Consignes -
1. Recopiez mot pour mot le passage du texte sur la cruauté qui commence aux mots « Mais ne pourrait-on » et s'arrête après les mots « toujours facilement identifiables ? ».
2. D'après le texte sur la cruauté, quels animaux l'article 521-1 du Code pénal français excepte-t-il des sanctions prévues pour les actes de cruauté ?
3. Dites si chacune des affirmations suivantes concorde avec le texte sur la cruauté : répondez par oui ou par non et citez à l'identique les mots du texte qui tranchent.
(a) Un juge qui condamne un meurtrier à une peine de prison en appliquant la loi est qualifié de cruel.
(b) La cruauté peut s'exercer contre les bêtes aussi bien que contre les hommes.
(c) Les philosophes nomment « anthropomorphisme » le fait d'attribuer une caractéristique humaine à quelque chose qui n'est pas humain.

Texte -
Qu’est-ce que la cruauté ? La cruauté peut dans un premier temps être définie comme la tendance à faire souffrir de manière exagérée ou complètement injustifiée : ainsi on ne dira pas d’un juge qui ne fait qu’appliquer la loi en condamnant un meurtrier à une peine de prison qu’il est cruel, bien qu’en toute objectivité sa décision provoque la souffrance du condamné. La cruauté commence donc lorsque la souffrance est volontairement provoquée sans justification. Elle peut donc s’exercer contre tout être capable de souffrir, hommes et bêtes. L’article 521-1 du Code pénal français prévoit d’ailleurs des sanctions pour les « actes de cruauté » envers les animaux, à l’exception notable, selon le même article, des taureaux (dans les corridas) et des coqs (lors de combats organisés) lorsqu’une « tradition ininterrompue » peut être invoquée. Peut-on en conclure que la cruauté est, selon la loi, justifiée par la « tradition » ?

Seul l’être humain est-il cruel ? Le chat qui “joue” avec la souris à moitié morte, par exemple, n’est-il pas cruel ? Si l’on admet que la cruauté suppose l’intention de faire souffrir, ne doit-on pas admettre qu’il s’agit plutôt ici d’un comportement instinctif, donc involontaire, donc sans cruauté ?

Le monde, la nature, le “destin” peuvent-ils être cruels ? On peut bien sûr être tenté de le penser face à certaines personnes sur lesquelles la vie semble s’être acharnée. Mais comme dans l’exemple du chat, on peut se demander si dire que le destin est cruel, ce n’est pas faire preuve de ce que les philosophes appellent un « anthropomorphisme », c’est-à-dire attribuer une caractéristique humaine à quelque chose qui n’est pas humain. Ainsi, dire que le destin a été cruel envers telle personne, c’est faire du destin un être ayant une volonté, des projets, des sentiments…

Mais ne pourrait-on pas dire que la société ou le capitalisme (par exemple) sont cruels ? Peut-être, mais n’est-ce pas là une manière de reporter sur le « système » la responsabilité de la souffrance d’innombrables personnes, au risque d’en exonérer les responsables bien humains, même s’ils ne sont pas toujours facilement identifiables ?

[Éléments d'un jeu de données]
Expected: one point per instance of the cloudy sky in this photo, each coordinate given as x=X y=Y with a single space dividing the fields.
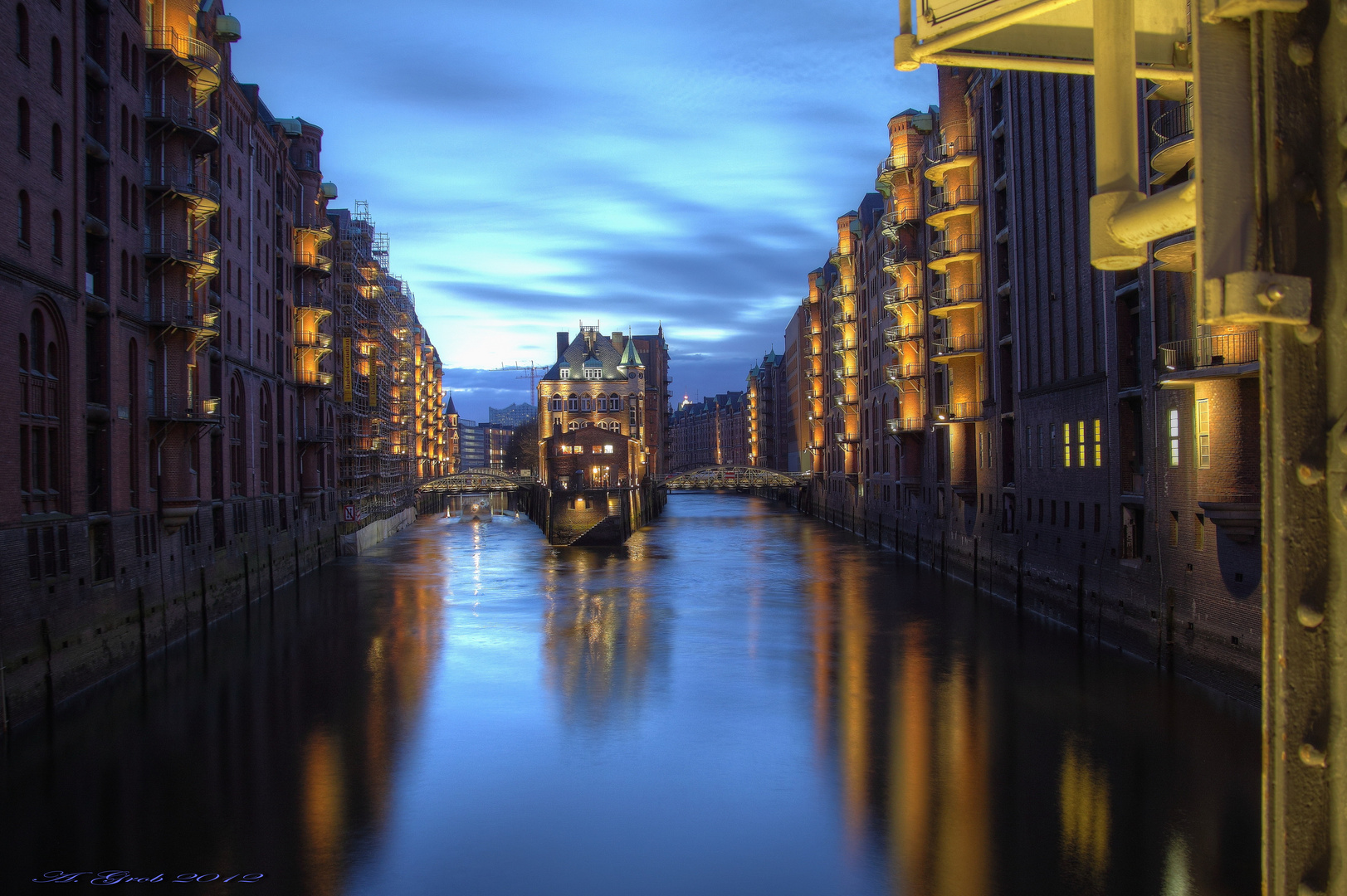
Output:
x=544 y=162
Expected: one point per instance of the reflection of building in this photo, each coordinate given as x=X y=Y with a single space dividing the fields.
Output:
x=964 y=373
x=512 y=416
x=710 y=431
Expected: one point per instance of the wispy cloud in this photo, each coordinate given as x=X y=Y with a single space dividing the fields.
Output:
x=538 y=162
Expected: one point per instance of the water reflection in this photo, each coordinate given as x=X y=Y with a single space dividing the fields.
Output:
x=739 y=699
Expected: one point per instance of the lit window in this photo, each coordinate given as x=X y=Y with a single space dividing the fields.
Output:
x=1203 y=426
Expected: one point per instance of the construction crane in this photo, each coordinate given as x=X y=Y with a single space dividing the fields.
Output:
x=531 y=376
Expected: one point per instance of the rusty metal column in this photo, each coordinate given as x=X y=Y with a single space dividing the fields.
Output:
x=1301 y=107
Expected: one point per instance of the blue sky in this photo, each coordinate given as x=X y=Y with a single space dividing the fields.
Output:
x=542 y=162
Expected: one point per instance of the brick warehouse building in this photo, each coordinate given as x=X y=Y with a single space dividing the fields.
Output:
x=973 y=391
x=171 y=313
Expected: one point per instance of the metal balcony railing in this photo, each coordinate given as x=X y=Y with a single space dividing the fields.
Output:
x=196 y=54
x=904 y=332
x=954 y=197
x=904 y=425
x=950 y=150
x=955 y=295
x=896 y=373
x=188 y=183
x=958 y=411
x=900 y=217
x=955 y=246
x=1175 y=124
x=182 y=114
x=957 y=343
x=1210 y=351
x=313 y=340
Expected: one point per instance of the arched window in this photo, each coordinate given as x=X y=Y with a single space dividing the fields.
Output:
x=264 y=440
x=21 y=22
x=25 y=127
x=56 y=65
x=41 y=444
x=237 y=416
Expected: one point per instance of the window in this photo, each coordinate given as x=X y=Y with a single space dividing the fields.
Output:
x=21 y=30
x=1202 y=423
x=25 y=127
x=1174 y=437
x=41 y=365
x=23 y=218
x=56 y=65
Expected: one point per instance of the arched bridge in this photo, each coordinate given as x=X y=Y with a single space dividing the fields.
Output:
x=476 y=480
x=733 y=477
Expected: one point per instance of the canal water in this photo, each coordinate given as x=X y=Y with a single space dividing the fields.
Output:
x=741 y=699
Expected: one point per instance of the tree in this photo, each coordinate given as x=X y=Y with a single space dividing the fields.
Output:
x=521 y=453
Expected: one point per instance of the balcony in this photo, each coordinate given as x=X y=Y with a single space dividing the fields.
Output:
x=899 y=258
x=947 y=204
x=200 y=254
x=1210 y=356
x=899 y=425
x=317 y=379
x=185 y=116
x=904 y=333
x=311 y=261
x=893 y=172
x=958 y=412
x=1171 y=142
x=953 y=298
x=186 y=314
x=313 y=340
x=185 y=408
x=196 y=56
x=966 y=247
x=896 y=373
x=899 y=295
x=953 y=347
x=892 y=222
x=955 y=153
x=189 y=183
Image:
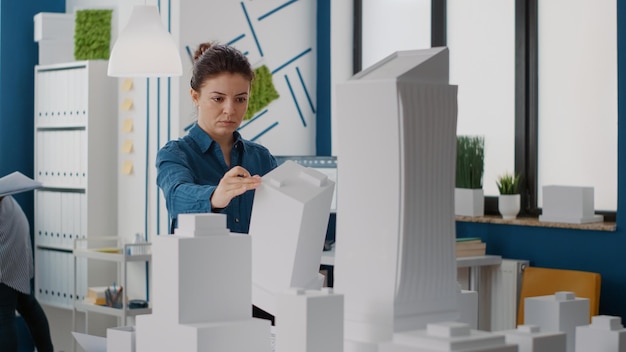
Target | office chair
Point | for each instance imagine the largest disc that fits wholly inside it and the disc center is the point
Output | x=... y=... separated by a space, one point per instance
x=538 y=281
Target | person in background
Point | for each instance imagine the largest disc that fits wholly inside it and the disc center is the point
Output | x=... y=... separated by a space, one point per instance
x=16 y=271
x=212 y=168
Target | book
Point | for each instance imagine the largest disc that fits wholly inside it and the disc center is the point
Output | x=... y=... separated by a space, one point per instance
x=17 y=182
x=470 y=247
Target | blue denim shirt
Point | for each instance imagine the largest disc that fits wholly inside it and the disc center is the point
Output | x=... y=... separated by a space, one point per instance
x=190 y=168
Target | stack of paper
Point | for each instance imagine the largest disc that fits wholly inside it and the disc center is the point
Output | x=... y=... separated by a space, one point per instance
x=470 y=247
x=17 y=183
x=96 y=295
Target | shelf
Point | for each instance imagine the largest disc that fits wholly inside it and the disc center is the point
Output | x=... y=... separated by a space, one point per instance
x=532 y=221
x=117 y=312
x=111 y=257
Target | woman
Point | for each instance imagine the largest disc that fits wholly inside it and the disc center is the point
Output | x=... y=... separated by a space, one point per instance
x=212 y=169
x=16 y=272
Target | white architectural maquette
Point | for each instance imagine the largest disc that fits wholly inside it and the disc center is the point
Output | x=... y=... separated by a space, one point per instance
x=530 y=338
x=447 y=337
x=395 y=258
x=309 y=321
x=197 y=305
x=561 y=312
x=605 y=334
x=288 y=227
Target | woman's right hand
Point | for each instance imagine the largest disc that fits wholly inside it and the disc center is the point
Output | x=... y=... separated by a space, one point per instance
x=235 y=182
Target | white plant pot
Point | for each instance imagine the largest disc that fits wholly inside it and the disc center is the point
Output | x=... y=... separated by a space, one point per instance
x=509 y=205
x=469 y=202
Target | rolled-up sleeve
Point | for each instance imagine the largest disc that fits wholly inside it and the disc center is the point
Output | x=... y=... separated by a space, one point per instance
x=175 y=177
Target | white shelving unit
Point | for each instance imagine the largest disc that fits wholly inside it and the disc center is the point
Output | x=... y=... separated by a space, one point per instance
x=110 y=251
x=76 y=160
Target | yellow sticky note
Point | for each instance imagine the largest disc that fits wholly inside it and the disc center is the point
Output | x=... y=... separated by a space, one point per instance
x=127 y=85
x=127 y=125
x=127 y=147
x=127 y=168
x=127 y=104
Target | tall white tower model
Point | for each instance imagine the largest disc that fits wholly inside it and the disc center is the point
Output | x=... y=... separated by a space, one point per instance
x=288 y=227
x=395 y=259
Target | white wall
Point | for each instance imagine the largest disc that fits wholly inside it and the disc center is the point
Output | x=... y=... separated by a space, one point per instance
x=578 y=97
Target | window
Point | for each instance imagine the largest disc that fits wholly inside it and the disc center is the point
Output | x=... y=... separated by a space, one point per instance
x=542 y=69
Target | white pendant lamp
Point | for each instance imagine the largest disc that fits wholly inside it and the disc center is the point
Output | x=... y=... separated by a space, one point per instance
x=145 y=48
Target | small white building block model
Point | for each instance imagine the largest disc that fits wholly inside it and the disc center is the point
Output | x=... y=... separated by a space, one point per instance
x=54 y=33
x=447 y=336
x=309 y=321
x=562 y=312
x=529 y=338
x=569 y=204
x=395 y=262
x=121 y=339
x=468 y=308
x=288 y=227
x=202 y=291
x=605 y=334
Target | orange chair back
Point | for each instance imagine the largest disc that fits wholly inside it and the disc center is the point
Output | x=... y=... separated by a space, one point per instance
x=538 y=281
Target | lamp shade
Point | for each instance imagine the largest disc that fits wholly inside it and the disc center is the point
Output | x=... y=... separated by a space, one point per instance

Corrigé -
1.
Mais ne pourrait-on pas dire que la société ou le capitalisme (par exemple) sont cruels ? Peut-être, mais n’est-ce pas là une manière de reporter sur le « système » la responsabilité de la souffrance d’innombrables personnes, au risque d’en exonérer les responsables bien humains, même s’ils ne sont pas toujours facilement identifiables ?

2. Les taureaux (dans les corridas) et les coqs (lors de combats organisés), lorsqu'une « tradition ininterrompue » peut être invoquée.

3.
(a) Non : « on ne dira pas d’un juge qui ne fait qu’appliquer la loi en condamnant un meurtrier à une peine de prison qu’il est cruel ».
(b) Oui : « Elle peut donc s’exercer contre tout être capable de souffrir, hommes et bêtes. »
(c) Oui : « ce que les philosophes appellent un « anthropomorphisme », c’est-à-dire attribuer une caractéristique humaine à quelque chose qui n’est pas humain ».